# Stated exercise 1
Retype the part of the Barcelona story below that starts at "Double-Take" and ends at "life. I know.)", word for word.

# Provided text
○ ○ ○ ○

Double-Take

This morning Michael and I saw the Cours Mirabou for the last time. Our taxi drove under the plane trees, past the Cafe Grillon where we sat for coffee and people watching nearly every day, past the gelato shop that we probably frequented a bit too much. We left Aix-en-Provence  and headed to Barcelona where, in two days, I’ll meet Michael’s family for the first time before we all hop on a cruise ship headed around the Mediterranean for twelve nights. (Tough life. I know.)

However, for five minutes today, there was a good chance we would meet Michael’s family with one less bag in our possession. 

Our Street in Barcelona

Michael and I arrived at our AirBnB apartment in Barcelona a half-hour before we were due to meet the owner. While Michael stood guard over our bags, I headed toward the small market down the street for some nourishment. Walking in, a two-year-old boy’s laughter filled the place as he pulled bags of potato chips from a box and ran them over to his father who was stocking the shelves. I smiled as I dodged the little boy and debated over ramen noodle choices before deciding to go with some sliced cheese instead. I was sad to see my purchase caused the interruption of the little boy’s game, but was sure it would resume soon enough. 

Next, I stopped at a bakery for a baguette. Now I possessed all the makings for what had been my daily lunch along the Camino two years ago: a bocadillo con queso. I walked out of the store thinking of Portomarin, a town whose church steps formed the setting for my lunch one day on the Camino. With my pack on the steps beside me, I tore my bread apart. I saw an Australian couple I had spoken to earlier and they graciously let me borrow their knife in order that I could slice the cheese for my sandwich. By the end of the Camino I wondered if I would ever again want to see a cheese sandwich. Yet here I was, two years later, about to enjoy that delicacy once more. 

As I walked back towards Michael, I saw a young man bicycling toward me. He was steering the bike with only his left hand, a backpack hanging from his right hand. But he had a slight problem: the straps of the pack were getting caught in his front tire. In the front pocket of the pack, something silver was sticking out and caught my eye. In that moment I recognized Michael’s Italian Stovetop Espresso maker, and realized the man was holding Michael’s pack. 

Michael’s Pack–with the telltale espresso maker

 

The bike slowed as the straps got more entangled in the front wheel. I picked up my pace as the man turned in front of me, pulling onto a side street realizing he couldn’t go any further. I caught up to him just as he got off the bike. I could now see   Michael’s water bottle in the side pocket. 

“Is that yours?” I asked pointing to the pack. He looked at me as if he didn’t understand. He squatted down to work at the straps, and I did the same, hiking my purse up onto my right shoulder, and tucking my cheese and bread under my left arm. The two of us spent a good thirty seconds calmly working together to free the straps. “Attends,”  I said, when he was pulling the wrong way and making it worse. I figured out what we needed to do to free the final strap and, pointing to where it was caught, said, “ici” (here). Having been in Barcelona less than an hour, I was till thinking in French. 

I thought to call out to Michael who wasn’t visible but whom I knew wasn’t much further down the street, but in that same moment I realized that would require him leaving all our other bags.

I now realize the thief probably just thought I was a nice girl who stopped to help him. But in one smooth motion, I slid the final strap out with one hand and slid my other arm through one of the shoulder straps, all the while hiking my own purse up on my shoulder using my elbow to hold it close to me. The thief just as quickly had his hand on the other shoulder strap. I looked him in the eye and said, “This is not yours!”

○ ○ ○ ○

# Available data
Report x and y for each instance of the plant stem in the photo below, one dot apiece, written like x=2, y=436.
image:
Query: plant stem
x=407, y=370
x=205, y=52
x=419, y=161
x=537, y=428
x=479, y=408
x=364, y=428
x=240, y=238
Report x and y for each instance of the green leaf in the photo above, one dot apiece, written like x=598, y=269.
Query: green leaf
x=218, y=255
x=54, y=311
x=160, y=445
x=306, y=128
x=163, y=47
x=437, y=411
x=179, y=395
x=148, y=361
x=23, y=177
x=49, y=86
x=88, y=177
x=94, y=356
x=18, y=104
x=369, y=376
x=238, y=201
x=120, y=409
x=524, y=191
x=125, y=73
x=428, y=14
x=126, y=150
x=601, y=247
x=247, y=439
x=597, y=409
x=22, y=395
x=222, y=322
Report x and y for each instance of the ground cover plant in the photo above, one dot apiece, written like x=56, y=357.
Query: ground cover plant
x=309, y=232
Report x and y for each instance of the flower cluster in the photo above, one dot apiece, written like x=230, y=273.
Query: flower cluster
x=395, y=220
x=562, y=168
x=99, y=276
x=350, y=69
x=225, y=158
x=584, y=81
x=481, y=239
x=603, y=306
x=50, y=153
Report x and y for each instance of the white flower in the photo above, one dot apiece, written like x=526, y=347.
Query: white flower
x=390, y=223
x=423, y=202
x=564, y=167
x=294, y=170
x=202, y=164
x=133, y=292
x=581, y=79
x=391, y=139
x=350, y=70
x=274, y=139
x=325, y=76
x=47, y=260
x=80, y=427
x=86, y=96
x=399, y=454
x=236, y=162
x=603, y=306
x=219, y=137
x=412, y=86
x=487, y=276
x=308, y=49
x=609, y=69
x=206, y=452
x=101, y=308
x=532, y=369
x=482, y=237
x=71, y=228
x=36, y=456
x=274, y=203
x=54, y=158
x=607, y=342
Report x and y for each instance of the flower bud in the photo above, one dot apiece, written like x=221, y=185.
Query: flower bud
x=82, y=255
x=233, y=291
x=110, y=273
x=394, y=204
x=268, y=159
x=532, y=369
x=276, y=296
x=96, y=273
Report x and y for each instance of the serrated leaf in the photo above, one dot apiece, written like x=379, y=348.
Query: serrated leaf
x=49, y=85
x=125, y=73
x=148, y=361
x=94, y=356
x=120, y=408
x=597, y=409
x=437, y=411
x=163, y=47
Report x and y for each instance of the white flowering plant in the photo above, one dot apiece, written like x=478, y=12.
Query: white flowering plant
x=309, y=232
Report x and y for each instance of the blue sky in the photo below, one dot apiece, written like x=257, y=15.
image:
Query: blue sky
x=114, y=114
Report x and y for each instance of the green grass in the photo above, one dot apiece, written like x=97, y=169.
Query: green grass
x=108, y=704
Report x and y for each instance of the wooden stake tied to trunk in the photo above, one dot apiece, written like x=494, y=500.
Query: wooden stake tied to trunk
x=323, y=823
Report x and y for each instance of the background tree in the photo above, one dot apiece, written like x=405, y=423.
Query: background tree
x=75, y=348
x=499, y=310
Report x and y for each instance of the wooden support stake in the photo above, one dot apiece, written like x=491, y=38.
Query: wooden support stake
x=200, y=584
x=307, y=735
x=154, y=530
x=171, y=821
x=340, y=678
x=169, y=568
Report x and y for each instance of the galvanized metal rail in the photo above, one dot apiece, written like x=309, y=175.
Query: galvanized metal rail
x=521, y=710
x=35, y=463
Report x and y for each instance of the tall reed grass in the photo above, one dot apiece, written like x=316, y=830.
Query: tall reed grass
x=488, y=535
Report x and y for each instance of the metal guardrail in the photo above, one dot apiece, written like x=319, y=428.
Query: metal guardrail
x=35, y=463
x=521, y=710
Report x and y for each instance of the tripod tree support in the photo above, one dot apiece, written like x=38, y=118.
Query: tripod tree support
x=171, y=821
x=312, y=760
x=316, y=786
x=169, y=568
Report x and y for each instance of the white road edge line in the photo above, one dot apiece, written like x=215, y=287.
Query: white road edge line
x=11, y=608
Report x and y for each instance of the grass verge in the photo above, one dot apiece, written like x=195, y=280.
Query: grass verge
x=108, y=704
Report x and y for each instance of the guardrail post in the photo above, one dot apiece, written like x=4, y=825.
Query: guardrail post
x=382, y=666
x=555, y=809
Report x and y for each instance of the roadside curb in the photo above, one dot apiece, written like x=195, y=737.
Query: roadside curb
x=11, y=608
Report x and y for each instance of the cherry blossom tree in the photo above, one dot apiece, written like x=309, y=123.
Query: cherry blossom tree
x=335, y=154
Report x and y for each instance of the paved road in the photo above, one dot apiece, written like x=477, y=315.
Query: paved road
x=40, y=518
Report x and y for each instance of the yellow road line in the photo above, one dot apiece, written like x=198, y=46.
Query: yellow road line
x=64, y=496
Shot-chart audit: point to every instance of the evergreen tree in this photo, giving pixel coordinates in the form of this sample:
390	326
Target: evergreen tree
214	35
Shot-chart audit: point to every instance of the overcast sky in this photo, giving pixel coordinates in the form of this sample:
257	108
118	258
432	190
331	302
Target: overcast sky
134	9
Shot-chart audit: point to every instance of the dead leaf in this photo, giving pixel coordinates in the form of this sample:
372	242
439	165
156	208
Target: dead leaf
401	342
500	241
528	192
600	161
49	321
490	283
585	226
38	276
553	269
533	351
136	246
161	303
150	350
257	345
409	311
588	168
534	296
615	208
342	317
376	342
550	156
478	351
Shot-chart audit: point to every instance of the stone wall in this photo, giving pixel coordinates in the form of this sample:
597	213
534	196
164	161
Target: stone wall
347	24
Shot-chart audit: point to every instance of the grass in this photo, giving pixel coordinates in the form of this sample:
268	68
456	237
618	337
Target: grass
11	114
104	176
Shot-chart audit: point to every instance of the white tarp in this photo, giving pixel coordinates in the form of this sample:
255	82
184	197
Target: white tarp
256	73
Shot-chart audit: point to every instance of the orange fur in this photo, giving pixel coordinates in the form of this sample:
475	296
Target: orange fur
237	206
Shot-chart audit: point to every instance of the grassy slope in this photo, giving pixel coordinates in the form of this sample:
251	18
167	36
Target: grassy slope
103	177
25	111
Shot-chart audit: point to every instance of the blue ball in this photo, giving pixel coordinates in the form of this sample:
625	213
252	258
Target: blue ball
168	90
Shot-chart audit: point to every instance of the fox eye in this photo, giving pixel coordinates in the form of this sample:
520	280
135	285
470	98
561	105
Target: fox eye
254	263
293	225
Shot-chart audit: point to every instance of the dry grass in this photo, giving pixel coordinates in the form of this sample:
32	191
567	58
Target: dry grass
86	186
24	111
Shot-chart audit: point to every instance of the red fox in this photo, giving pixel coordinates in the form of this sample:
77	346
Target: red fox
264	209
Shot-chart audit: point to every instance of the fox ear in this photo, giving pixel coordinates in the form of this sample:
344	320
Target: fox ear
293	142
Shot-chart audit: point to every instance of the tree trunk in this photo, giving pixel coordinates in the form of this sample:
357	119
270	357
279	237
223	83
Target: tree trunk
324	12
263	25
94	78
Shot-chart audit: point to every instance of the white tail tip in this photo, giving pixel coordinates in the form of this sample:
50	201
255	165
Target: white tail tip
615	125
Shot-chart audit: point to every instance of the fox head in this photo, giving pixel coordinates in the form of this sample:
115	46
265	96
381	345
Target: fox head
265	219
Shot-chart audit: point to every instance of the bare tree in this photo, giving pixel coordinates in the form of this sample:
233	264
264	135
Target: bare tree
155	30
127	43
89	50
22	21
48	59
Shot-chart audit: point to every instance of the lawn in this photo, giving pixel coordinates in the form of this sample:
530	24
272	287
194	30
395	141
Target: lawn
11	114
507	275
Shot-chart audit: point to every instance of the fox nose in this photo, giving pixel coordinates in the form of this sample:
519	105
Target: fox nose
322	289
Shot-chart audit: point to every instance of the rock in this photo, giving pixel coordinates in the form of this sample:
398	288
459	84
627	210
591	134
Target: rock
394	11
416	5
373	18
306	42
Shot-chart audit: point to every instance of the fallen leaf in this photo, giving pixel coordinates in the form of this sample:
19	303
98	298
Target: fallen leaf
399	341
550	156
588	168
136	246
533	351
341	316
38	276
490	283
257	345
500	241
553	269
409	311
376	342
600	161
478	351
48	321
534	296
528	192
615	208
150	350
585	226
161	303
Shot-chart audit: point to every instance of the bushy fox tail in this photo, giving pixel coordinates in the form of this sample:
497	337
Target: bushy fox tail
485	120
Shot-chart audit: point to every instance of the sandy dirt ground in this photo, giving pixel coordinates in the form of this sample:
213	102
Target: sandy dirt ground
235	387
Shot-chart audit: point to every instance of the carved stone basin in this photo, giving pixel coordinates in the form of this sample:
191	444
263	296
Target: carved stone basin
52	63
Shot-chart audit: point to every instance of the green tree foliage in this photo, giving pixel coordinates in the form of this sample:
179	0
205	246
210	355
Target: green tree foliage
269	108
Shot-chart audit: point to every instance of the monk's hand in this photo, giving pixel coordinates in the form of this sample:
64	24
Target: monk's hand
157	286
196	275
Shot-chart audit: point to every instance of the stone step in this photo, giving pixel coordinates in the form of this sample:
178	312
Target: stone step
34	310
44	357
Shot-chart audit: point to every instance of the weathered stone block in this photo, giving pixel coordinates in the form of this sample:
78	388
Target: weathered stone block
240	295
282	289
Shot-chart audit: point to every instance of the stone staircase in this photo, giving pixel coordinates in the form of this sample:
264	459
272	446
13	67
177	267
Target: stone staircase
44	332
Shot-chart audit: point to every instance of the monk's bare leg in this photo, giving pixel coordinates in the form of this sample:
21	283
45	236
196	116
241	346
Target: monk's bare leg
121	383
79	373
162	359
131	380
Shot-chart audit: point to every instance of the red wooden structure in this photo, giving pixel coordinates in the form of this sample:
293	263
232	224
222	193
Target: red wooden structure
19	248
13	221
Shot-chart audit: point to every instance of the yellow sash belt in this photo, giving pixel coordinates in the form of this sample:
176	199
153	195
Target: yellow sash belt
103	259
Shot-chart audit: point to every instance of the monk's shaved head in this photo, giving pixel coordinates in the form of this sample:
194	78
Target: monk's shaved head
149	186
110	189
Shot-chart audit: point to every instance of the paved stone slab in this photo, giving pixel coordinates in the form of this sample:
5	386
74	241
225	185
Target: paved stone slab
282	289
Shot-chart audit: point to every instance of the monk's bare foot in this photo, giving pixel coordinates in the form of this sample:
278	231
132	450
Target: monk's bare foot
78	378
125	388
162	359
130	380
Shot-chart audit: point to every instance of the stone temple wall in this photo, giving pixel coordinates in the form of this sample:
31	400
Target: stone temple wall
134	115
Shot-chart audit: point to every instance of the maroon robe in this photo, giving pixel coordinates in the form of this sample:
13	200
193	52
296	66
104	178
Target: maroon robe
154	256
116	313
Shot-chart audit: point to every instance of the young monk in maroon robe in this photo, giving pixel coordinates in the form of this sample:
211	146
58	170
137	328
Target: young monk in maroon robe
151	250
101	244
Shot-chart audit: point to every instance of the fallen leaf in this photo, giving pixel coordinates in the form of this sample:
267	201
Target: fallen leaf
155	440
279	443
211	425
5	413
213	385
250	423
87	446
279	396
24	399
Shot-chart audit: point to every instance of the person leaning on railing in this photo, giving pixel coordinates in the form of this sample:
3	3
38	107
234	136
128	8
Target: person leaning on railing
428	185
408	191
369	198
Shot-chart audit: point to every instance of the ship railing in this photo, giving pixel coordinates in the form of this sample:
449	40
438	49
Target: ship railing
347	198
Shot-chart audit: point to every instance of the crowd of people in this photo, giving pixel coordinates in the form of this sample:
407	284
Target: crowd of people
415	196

○ ○ ○ ○

# Stated exercise 2
Count the lines in the rows above that contain the string "person", with case counting, and give only the number.

# Written answer 1
Double-Take

This morning Michael and I saw the Cours Mirabou for the last time. Our taxi drove under the plane trees, past the Cafe Grillon where we sat for coffee and people watching nearly every day, past the gelato shop that we probably frequented a bit too much. We left Aix-en-Provence  and headed to Barcelona where, in two days, I’ll meet Michael’s family for the first time before we all hop on a cruise ship headed around the Mediterranean for twelve nights. (Tough life. I know.)

# Written answer 2
2